►
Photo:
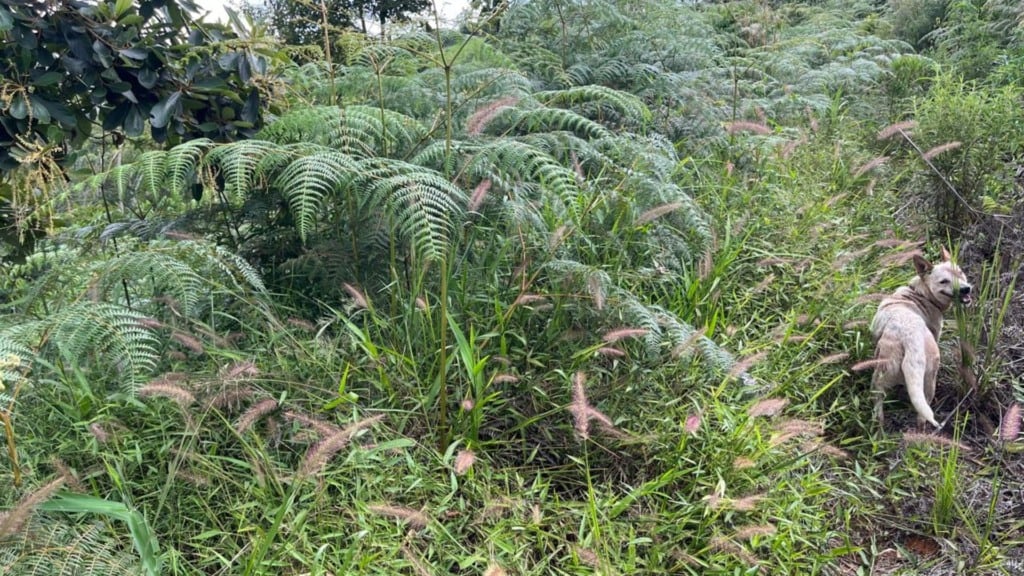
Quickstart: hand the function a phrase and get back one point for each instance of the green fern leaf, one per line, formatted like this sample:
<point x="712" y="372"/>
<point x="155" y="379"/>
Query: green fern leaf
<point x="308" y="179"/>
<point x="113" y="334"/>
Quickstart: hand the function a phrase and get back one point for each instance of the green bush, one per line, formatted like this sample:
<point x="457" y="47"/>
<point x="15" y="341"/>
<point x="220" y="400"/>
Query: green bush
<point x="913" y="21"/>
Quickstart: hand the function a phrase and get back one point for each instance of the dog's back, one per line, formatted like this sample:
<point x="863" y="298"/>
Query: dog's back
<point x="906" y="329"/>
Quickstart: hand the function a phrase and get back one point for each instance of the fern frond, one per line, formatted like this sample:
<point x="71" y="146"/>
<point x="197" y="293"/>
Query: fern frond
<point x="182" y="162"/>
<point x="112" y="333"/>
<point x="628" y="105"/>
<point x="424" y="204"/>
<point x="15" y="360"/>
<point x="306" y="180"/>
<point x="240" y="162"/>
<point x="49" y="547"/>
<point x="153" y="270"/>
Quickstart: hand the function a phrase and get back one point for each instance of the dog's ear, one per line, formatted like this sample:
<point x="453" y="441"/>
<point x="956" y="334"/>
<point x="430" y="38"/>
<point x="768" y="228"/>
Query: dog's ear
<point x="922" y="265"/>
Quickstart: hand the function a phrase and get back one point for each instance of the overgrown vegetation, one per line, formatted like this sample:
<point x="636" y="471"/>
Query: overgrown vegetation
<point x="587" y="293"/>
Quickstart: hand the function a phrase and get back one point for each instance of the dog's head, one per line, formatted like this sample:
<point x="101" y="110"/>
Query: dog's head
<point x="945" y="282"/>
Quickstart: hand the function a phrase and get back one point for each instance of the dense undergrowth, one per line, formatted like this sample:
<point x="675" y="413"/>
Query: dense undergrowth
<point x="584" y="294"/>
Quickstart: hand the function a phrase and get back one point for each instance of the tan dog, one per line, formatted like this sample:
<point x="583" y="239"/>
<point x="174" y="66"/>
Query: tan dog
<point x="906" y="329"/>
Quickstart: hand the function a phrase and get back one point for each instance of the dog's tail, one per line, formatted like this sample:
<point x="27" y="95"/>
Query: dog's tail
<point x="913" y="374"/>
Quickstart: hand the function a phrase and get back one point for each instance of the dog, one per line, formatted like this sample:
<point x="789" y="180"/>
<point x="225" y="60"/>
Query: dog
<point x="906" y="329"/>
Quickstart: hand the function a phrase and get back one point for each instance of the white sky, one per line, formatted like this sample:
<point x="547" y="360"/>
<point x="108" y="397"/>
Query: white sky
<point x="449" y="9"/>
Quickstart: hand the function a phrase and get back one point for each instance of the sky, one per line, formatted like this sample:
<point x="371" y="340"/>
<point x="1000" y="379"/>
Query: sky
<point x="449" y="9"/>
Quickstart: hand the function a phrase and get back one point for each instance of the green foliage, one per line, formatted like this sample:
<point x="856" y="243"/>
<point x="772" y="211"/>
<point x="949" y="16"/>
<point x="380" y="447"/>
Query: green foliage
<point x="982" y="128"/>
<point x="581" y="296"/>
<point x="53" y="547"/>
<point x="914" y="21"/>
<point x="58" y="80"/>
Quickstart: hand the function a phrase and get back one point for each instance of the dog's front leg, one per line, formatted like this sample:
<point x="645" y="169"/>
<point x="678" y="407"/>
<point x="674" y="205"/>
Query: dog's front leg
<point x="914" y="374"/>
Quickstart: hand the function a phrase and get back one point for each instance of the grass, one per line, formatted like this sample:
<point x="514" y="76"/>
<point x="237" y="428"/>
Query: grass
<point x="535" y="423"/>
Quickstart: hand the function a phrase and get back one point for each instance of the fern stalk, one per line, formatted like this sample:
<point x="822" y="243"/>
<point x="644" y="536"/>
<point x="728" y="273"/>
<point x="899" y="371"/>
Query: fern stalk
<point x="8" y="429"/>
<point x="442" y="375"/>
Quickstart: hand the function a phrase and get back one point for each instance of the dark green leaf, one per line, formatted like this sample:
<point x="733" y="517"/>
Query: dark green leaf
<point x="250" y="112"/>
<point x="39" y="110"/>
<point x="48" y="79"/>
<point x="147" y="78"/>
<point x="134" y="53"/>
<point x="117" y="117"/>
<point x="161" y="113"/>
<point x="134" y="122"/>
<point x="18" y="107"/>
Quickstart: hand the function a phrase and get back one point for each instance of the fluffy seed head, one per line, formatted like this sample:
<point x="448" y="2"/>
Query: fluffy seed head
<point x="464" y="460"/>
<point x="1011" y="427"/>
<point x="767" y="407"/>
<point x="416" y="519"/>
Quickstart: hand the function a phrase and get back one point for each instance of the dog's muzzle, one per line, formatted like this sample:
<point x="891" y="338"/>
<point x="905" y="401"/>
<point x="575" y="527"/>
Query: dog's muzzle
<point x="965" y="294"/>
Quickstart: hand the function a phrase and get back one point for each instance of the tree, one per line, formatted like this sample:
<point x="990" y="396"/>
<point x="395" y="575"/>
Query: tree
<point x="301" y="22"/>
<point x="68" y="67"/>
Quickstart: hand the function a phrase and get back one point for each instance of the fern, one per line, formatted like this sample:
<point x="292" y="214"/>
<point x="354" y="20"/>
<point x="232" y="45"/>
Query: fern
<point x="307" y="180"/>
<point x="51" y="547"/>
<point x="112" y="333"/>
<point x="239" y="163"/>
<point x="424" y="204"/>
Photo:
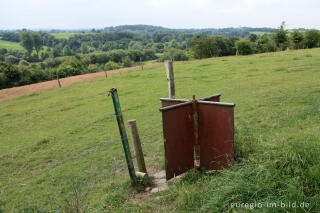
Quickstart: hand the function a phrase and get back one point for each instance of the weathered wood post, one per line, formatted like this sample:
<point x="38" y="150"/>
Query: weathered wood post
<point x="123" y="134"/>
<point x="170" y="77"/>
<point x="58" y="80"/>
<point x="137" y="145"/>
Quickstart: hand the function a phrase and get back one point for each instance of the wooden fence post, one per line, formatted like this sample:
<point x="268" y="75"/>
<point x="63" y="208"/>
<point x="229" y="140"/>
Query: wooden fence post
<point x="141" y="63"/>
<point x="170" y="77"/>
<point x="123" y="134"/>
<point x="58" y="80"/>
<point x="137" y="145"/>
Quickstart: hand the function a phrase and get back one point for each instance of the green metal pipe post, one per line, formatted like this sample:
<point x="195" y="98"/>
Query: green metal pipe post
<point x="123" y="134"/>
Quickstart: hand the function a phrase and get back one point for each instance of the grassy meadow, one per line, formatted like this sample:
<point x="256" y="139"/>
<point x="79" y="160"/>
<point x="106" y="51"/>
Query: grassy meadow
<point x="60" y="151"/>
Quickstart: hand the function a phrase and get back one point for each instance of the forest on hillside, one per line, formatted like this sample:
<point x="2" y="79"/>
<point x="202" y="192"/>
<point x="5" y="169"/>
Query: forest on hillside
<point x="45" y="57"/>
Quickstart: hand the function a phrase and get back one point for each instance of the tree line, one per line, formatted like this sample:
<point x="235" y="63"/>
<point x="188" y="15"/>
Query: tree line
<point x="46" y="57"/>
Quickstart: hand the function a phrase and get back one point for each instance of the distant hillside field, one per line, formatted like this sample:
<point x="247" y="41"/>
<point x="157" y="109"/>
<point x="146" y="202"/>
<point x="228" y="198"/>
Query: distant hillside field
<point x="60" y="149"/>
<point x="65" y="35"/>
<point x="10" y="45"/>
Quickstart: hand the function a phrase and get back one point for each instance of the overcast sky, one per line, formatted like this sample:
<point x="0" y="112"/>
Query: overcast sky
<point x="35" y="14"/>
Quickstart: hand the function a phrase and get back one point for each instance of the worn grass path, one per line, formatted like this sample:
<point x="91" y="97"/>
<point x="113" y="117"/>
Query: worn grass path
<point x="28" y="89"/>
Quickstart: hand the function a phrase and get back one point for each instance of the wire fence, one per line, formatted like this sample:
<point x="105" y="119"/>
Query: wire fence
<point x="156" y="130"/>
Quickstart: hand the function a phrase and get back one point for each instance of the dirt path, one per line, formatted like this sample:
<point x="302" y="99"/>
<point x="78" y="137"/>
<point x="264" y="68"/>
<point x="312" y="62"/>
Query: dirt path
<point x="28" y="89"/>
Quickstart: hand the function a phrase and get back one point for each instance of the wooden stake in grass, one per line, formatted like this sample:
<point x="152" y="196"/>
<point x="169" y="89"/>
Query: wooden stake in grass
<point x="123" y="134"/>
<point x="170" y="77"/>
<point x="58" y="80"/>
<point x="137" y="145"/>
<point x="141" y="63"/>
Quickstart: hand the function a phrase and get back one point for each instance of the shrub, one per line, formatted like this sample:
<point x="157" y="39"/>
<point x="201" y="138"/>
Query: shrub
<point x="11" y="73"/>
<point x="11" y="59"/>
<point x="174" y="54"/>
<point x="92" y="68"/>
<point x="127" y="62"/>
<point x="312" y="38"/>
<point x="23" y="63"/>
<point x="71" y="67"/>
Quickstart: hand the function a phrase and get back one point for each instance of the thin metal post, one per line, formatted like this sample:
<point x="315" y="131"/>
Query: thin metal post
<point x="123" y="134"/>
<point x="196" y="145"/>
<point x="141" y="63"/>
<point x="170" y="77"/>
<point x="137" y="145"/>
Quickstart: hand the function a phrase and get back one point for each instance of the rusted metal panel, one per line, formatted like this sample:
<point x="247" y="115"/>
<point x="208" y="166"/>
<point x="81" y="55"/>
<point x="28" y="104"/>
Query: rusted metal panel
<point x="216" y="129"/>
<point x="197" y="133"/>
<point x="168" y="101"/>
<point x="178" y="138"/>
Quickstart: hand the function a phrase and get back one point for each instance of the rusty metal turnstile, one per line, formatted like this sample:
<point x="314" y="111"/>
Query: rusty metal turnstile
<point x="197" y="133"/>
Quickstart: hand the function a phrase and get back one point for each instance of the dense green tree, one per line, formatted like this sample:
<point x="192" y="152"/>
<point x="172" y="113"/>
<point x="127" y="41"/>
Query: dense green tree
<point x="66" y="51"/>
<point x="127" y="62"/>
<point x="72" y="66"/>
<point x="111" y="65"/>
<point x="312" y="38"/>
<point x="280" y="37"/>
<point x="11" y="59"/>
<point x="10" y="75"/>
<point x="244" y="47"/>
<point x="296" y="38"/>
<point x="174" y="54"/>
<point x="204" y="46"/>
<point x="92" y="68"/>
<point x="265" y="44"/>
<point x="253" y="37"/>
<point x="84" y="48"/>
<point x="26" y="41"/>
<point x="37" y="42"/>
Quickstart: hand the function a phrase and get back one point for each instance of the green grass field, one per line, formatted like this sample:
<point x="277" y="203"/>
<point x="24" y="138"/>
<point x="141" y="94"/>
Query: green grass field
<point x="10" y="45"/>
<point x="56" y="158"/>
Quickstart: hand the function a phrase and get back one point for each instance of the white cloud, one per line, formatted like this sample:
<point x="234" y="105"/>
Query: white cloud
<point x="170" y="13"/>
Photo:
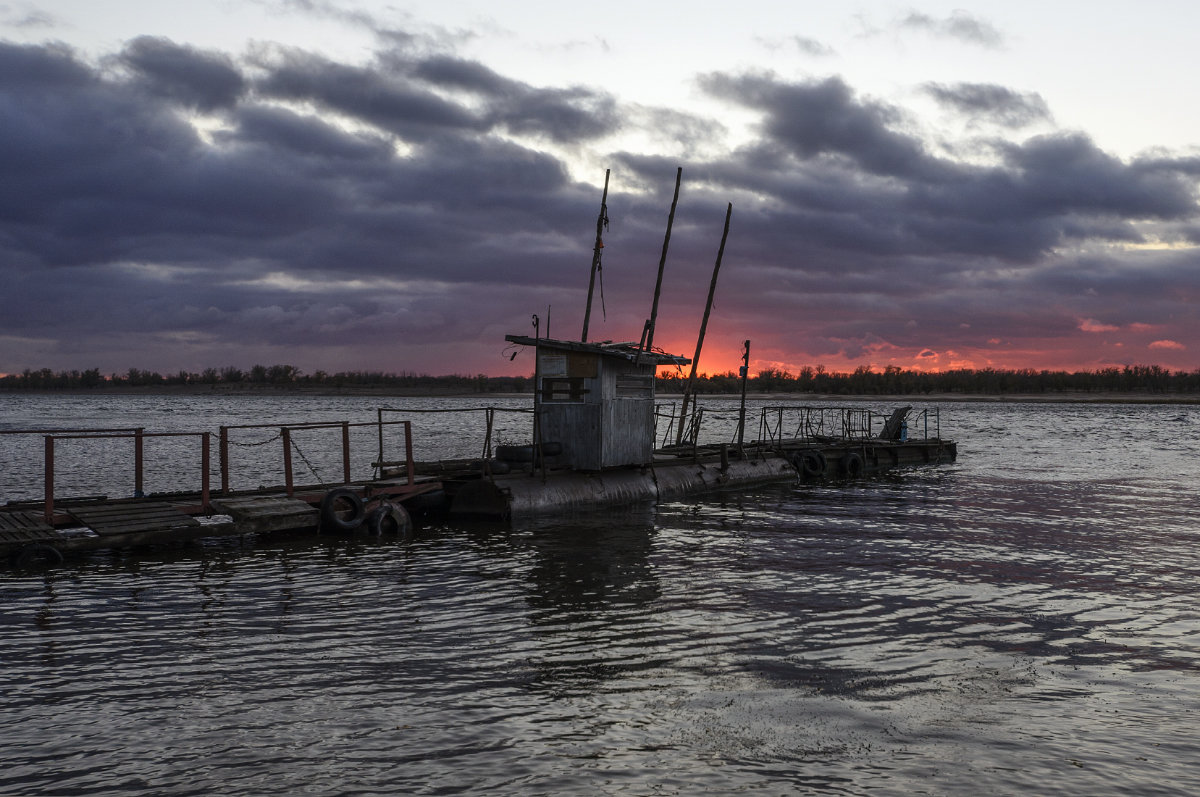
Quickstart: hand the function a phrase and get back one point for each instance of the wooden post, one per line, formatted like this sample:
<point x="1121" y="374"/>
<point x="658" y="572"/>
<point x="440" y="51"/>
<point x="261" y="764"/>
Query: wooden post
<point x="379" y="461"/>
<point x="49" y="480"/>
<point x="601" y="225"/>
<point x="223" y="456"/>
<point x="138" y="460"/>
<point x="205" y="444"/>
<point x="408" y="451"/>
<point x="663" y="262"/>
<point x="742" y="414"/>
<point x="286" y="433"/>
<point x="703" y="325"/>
◄
WRITTEN EXERCISE:
Restate word for word, please, the line containing "the green grass" and all lines after it through the end of the material; the pictures do not belong in the copy.

THE REPLY:
Quickstart: hand the function a phrase and get back one point for each instance of the green grass field, one per line, formatted like this sample:
<point x="277" y="203"/>
<point x="24" y="138"/>
<point x="141" y="94"/>
Query: green grass field
<point x="10" y="45"/>
<point x="56" y="158"/>
Quickstart: hand the function a phrase and get back one point for each instance of the white cloud, one per line, formatted like this sample:
<point x="234" y="105"/>
Query: white cloud
<point x="170" y="13"/>
Photo:
Quickstart: hand the function a phrase and get back one point for each instance of the wooden post, one per line, formatted like this sample:
<point x="1121" y="374"/>
<point x="658" y="572"/>
<point x="440" y="51"/>
<point x="261" y="764"/>
Query: wooden post
<point x="379" y="461"/>
<point x="49" y="480"/>
<point x="601" y="225"/>
<point x="223" y="456"/>
<point x="138" y="460"/>
<point x="205" y="444"/>
<point x="408" y="451"/>
<point x="663" y="262"/>
<point x="742" y="414"/>
<point x="286" y="433"/>
<point x="703" y="325"/>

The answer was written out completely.